▸ Excerto do documento:
A propósito do que o futebol significa para o povo, J. B. Priestley escreveu, no romance The Good Companions, uma frase célebre: "Definir o futebol como 22 mercenários a correr atrás de uma bola equivale a dizer que um violino é madeira e corda de tripa, e que o Hamlet não é mais do que papel e tinta." A tradução talvez não seja das mais competentes, até porque fui eu que a fiz, mas é mais ou menos isto. Sempre que algum impertinente, como a minha mulher ao fim-de-semana, ou o Pacheco Pereira a toda a hora, trata a bola com desprezo sobranceiro, lembro-me do sr. Priestley e rio-me deles. Mais do Pacheco Pereira do que da minha mulher, que não é para brincadeiras.

▸ Instruções de trabalho:
1/ Duplique, do texto sobre o futebol, tudo desde "A propósito do" até "é para brincadeiras.".
2/ Responda às perguntas seguintes com base no texto sobre o futebol:
(a) Em que romance escreveu J. B. Priestley a frase citada?
(b) Quantos mercenários são referidos nessa frase?
(c) Segundo a frase citada, a que se reduziria o Hamlet?
3/ Prolongue o texto sobre o futebol a partir da última frase apresentada.

▸ Material fornecido:
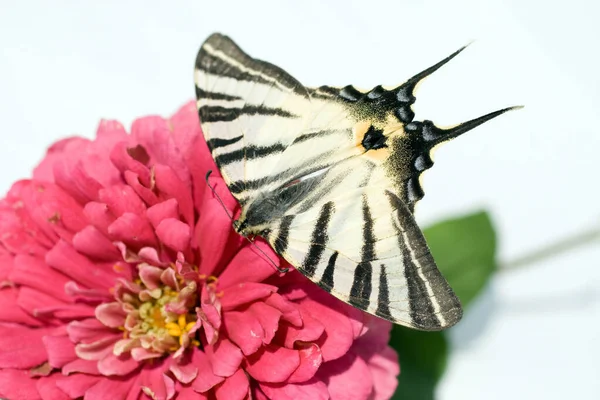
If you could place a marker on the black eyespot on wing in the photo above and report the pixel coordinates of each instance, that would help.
(374, 139)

▸ Resultados finais:
1/
A propósito do que o futebol significa para o povo, J. B. Priestley escreveu, no romance The Good Companions, uma frase célebre: "Definir o futebol como 22 mercenários a correr atrás de uma bola equivale a dizer que um violino é madeira e corda de tripa, e que o Hamlet não é mais do que papel e tinta." A tradução talvez não seja das mais competentes, até porque fui eu que a fiz, mas é mais ou menos isto. Sempre que algum impertinente, como a minha mulher ao fim-de-semana, ou o Pacheco Pereira a toda a hora, trata a bola com desprezo sobranceiro, lembro-me do sr. Priestley e rio-me deles. Mais do Pacheco Pereira do que da minha mulher, que não é para brincadeiras.

2/
(a) No romance The Good Companions.
(b) São referidos 22 mercenários.
(c) Reduzir-se-ia a papel e tinta.

3/
Naquela manhã de Julho de 1992, eu já sabia o que o futebol era. E por isso tive dificuldade em acreditar quando vi Deus, ansioso e frágil, na berma da estrada, dedicado à tarefa muito prosaica de chamar um táxi. Havia muito movimento, nesse dia, e todos os táxis estavam ocupados. O negócio dos transportes públicos, pelo que se podia ver, não respeitava a única regra que um eventual código deontológico do taxista devia contemplar: "Quando Deus precisa de táxi, o motorista deve parar, mandar sair o cliente que segue no veículo nessa altura, e transportar a divindade gratuitamente." Eu limitei-me a fazer o que era decente: convenci os meus pais a parar para dar boleia a Deus. Naquele tempo, Deus era treinador-adjunto do Benfica, e nesse dia iria partir para o estágio de pré-época. Não foi fácil convencer Deus a entrar no carro. Habituado a ser abordado por mortais estava Ele, portanto tive de O persuadir de que não era um idiota qualquer (tive de Lhe mentir), e garantir-Lhe que aquela família teria todo o gosto em levá-Lo ao aeroporto. E então, Deus entrou no meu carro. E, sem querer blasfemar, tenho de dizer que fez um milagre muito estranho: durante toda a viagem, resolveu comportar-Se como se fosse apenas um ser humano. Conversou com os meus pais, que não eram crentes e por isso tiveram coragem para falar com Ele. Tirou um galhardete da mala e deu-me um autógrafo (os meus pais disseram-Lhe o meu nome). E, quando chegámos, agradeceu como se tivéssemos sido nós a fazer-Lhe um favor, despediu-Se e saiu.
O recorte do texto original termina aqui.